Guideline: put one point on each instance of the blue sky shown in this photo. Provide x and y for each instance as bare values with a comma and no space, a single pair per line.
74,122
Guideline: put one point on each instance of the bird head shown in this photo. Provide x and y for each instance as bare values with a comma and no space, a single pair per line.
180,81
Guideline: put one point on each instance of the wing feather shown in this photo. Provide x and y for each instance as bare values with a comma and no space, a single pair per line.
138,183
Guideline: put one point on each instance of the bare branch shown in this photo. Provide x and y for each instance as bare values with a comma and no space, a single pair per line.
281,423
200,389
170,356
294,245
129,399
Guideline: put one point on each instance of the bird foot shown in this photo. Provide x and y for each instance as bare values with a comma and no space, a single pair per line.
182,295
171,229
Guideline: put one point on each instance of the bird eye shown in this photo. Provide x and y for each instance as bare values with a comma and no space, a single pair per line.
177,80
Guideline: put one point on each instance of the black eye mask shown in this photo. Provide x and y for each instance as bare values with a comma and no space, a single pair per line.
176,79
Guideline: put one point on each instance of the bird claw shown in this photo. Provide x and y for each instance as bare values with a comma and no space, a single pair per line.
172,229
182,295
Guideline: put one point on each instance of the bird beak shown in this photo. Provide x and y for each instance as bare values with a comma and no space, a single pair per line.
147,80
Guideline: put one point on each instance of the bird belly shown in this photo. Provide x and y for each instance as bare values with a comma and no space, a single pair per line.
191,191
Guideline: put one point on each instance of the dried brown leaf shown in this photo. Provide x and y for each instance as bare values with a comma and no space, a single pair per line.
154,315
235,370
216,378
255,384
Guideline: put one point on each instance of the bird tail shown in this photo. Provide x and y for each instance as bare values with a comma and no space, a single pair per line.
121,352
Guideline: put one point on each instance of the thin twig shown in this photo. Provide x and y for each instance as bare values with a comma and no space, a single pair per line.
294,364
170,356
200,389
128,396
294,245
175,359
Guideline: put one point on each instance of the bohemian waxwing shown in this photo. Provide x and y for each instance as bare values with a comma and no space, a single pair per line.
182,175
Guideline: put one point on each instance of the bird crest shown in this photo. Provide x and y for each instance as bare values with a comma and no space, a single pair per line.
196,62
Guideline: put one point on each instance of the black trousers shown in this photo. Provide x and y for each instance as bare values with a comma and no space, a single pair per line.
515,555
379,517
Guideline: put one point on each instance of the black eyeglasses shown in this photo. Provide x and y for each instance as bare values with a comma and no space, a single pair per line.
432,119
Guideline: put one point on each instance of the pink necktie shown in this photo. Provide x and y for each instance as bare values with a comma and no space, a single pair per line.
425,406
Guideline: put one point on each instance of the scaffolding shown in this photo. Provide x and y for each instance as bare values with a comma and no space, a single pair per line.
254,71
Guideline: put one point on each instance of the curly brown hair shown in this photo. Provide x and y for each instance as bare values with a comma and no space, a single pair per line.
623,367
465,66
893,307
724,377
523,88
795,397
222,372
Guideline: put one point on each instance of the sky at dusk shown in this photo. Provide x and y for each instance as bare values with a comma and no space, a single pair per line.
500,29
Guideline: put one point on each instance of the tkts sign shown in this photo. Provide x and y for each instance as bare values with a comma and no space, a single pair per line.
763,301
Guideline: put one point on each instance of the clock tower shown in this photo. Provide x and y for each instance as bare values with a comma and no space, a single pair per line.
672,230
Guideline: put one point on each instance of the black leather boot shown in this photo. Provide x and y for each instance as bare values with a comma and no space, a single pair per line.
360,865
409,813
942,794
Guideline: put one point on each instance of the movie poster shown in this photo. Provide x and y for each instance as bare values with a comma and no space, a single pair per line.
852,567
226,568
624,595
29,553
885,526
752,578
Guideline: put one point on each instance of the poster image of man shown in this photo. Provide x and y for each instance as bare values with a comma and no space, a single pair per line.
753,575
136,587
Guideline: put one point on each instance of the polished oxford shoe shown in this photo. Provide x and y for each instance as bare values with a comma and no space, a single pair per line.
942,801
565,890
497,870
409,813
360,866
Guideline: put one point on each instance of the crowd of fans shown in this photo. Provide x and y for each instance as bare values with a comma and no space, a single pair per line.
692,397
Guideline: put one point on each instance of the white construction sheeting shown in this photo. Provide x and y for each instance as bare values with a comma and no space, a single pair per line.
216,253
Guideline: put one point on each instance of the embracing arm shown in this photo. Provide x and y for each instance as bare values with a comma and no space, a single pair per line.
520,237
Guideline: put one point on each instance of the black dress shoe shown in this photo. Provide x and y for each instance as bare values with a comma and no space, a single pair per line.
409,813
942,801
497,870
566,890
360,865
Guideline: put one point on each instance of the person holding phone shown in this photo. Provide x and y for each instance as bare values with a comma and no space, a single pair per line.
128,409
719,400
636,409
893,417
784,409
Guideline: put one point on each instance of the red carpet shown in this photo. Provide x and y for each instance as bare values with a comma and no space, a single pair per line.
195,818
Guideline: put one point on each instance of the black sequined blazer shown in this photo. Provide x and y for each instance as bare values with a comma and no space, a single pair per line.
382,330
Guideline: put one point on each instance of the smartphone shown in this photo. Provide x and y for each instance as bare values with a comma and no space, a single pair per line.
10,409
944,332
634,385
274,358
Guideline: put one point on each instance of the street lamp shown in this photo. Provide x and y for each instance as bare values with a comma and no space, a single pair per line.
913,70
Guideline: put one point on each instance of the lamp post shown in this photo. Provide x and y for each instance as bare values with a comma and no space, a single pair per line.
┄┄┄┄┄┄┄┄┄┄
§ **Your instructions**:
Can you turn all of the data above into a numbered list, one line per item, with any blank lines left out?

§ **Finished task**:
1. Guideline: put one point on each instance of the blue sky shown in this photo. Provide x and y for each instance as bare values with a comma and no space, a single pair per line.
2. 74,122
3. Guideline: put one point on each instance of the bird head shown in this photo. Provide x and y for each instance as bare values with a comma and no space, a single pair per line.
4. 180,81
5. Guideline: put one point on each instance of the wing feather shown in this photo. Provide x and y for each instance as bare values with a comma and no space, a single pair per line.
6. 138,183
7. Guideline: put one point on each instance of the bare branch shown in this photo. Provide x and y for each instance as bare values with a comma and no space, a single pair per line.
8. 281,423
9. 200,389
10. 170,356
11. 294,245
12. 129,399
13. Guideline: put one point on each instance of the bird foot shown in this photo. Provide x and y for each instance as bare values with a comma and no space, a single pair per line.
14. 182,295
15. 171,229
16. Guideline: put one point on each instance of the bird eye shown in this photo. Provide x and y for each instance as bare values with a comma and no space, a single pair per line.
17. 177,80
18. Guideline: put one point on each instance of the black eye mask shown in this photo. Provide x and y for each instance as bare values with a comma and no space, a single pair per line.
19. 176,79
20. Guideline: put one point on each instance of the bird claw shown in this photo. Provide x and y for each instance as bare values with a comma and no space, a single pair per line.
21. 172,229
22. 182,295
23. Guideline: put one point on each instance of the bird beak shown in this photo. Provide x and y for each instance as bare values with a comma and no space, a single pair per line.
24. 147,80
25. Guideline: put one point on each instance of the bird belly shown in this photo. Provide x and y for each instance as bare values with a comma and no space, a single pair per line.
26. 191,191
27. Guideline: put one point on each instance of the dried brown leaf shown in this photo. Provide x and y for each instance as bare values with a comma and no space, a single pair per line.
28. 154,315
29. 235,370
30. 216,378
31. 255,384
32. Guideline: put one point on each instance of the bird tail shown in this photo. Provide x and y for each instance as bare values with a comma and no space, a single pair per line.
33. 121,352
34. Guideline: put one point on each instance of the thin twig shown in this photo. Provide x and y for each instance as bare values with a comma and no space, a single pair per line.
35. 294,364
36. 170,356
37. 200,389
38. 128,396
39. 294,245
40. 175,359
41. Guideline: put one point on each instance of the bohemian waxwing shown in this photo. Provide x and y for each instance as bare values with a comma and no space, a single pair per line.
42. 182,175
43. Guideline: put one point on each instance of the bird crest shown in this photo. Provide x and y for each instance as bare values with a comma and no space, a single pair per line.
44. 196,62
45. Guideline: put one point on each instance of the black trousers shown in this photo. Provide x and y for each instance as bare values with a comma and no space, a single pair per line.
46. 515,555
47. 379,517
48. Guideline: put one point on each instance of the black eyeglasses shown in this photo. Provide x and y for each instance as bare values with a comma and no space, a single pair per line.
49. 432,119
50. Guideline: put one point on each instance of the pink necktie shown in this photo. Provide x and y for each instance as bare values with a comma and no space, a single pair per line.
51. 425,406
52. Guideline: put one point on each instance of the scaffolding shown in this photo. Provide x and y for each instance as bare values with a comma and no space, a single pair per line.
53. 254,71
54. Guideline: put one point on each instance of the curly brown hair shown in this photo. Provide x and y for each instance as bare values with a comma and no space, a single pair per line.
55. 623,367
56. 465,66
57. 893,307
58. 724,377
59. 523,88
60. 795,397
61. 222,372
62. Guideline: put one point on each instance of the sky at dusk shown in this photo. Provide x and y for each instance as bare values with a comma and no space, a single pair per line.
63. 500,29
64. Guideline: put one point on each instance of the tkts sign shown in this photo. Provide x and y for each instance as bare values with a comma and no space, a single pair per line.
65. 763,301
66. Guideline: put one point on each instance of the clock tower shown in this photo. Provide x and y for each instance as bare values with a comma and no space, a single pair per line.
67. 672,230
68. Guideline: put one point on each instance of the black leather boot shown in this photo. Provide x and y for each instance as bare values with a comma and no space, a single pair per line.
69. 360,865
70. 409,813
71. 942,794
72. Guideline: put one point on each instance of the movie poster shown in this photo. Provide x and y for each instance as bare values with a comma and no space, a single pair per line.
73. 852,567
74. 226,568
75. 624,595
76. 29,553
77. 885,526
78. 752,578
79. Guideline: put one point on each instance of the poster image of man shown in this photo. Provide x and y for each instance as bare values with a comma and no space, a single pair per line.
80. 753,575
81. 136,587
82. Guideline: put one point on each instance of the polished oxford shoe shown in this photo. Provide x and y for each instance as bare values with a comma and no space, a single pair per line.
83. 942,801
84. 565,890
85. 497,870
86. 409,813
87. 360,866
88. Guideline: put one point on each instance of the crowd of fans shown in this photo. Provide x and y for each instance as bare values with a comma and no space, a single pair per line.
89. 692,397
90. Guideline: put one point on each instance of the white construction sheeting shown in this photo. Provide x and y for each instance as bare values with a comma and no space, a single pair per line.
91. 216,253
92. Guideline: put one point on each instance of the embracing arm shown in this photo. Provide x and y for each instance as bare values with a comma and no space, a single pair per line.
93. 520,237
94. Guideline: put one point on each instance of the black dress shoe shown in this photo. Provide x and y for each instance as bare values with a comma and no space, a single pair per line.
95. 409,813
96. 942,801
97. 497,870
98. 566,890
99. 360,865
100. Guideline: put one point on each instance of the person holding phone shown in this photo. Provide x and y for each instance as bare values with a comma and no space, a single pair per line.
101. 128,409
102. 719,400
103. 636,409
104. 893,417
105. 784,409
106. Guideline: put one point on each instance of the red carpet shown in this photo. Provide x and y for each instance as bare values with a comma and no space, a single pair per line.
107. 195,818
108. Guideline: put one point on each instance of the black sequined blazer shown in this photo. Provide x and y for each instance as bare values with a comma and no space, a single pair per line.
109. 382,330
110. Guideline: put one point on each instance of the smartphone shown in this photo. Provide x and y for each instance as bare values with a comma and no space, a single pair per line.
111. 10,409
112. 944,332
113. 634,385
114. 274,358
115. Guideline: put one point on each instance of the street lamp shown in this photo. Provide x and y for each instance as bare values with a comma and no space, a single pair per line.
116. 913,70
117. Guideline: put one point on each instance of the lamp post shown in this photo. Provide x and y for each instance as bare values with a comma and no space, a single pair per line.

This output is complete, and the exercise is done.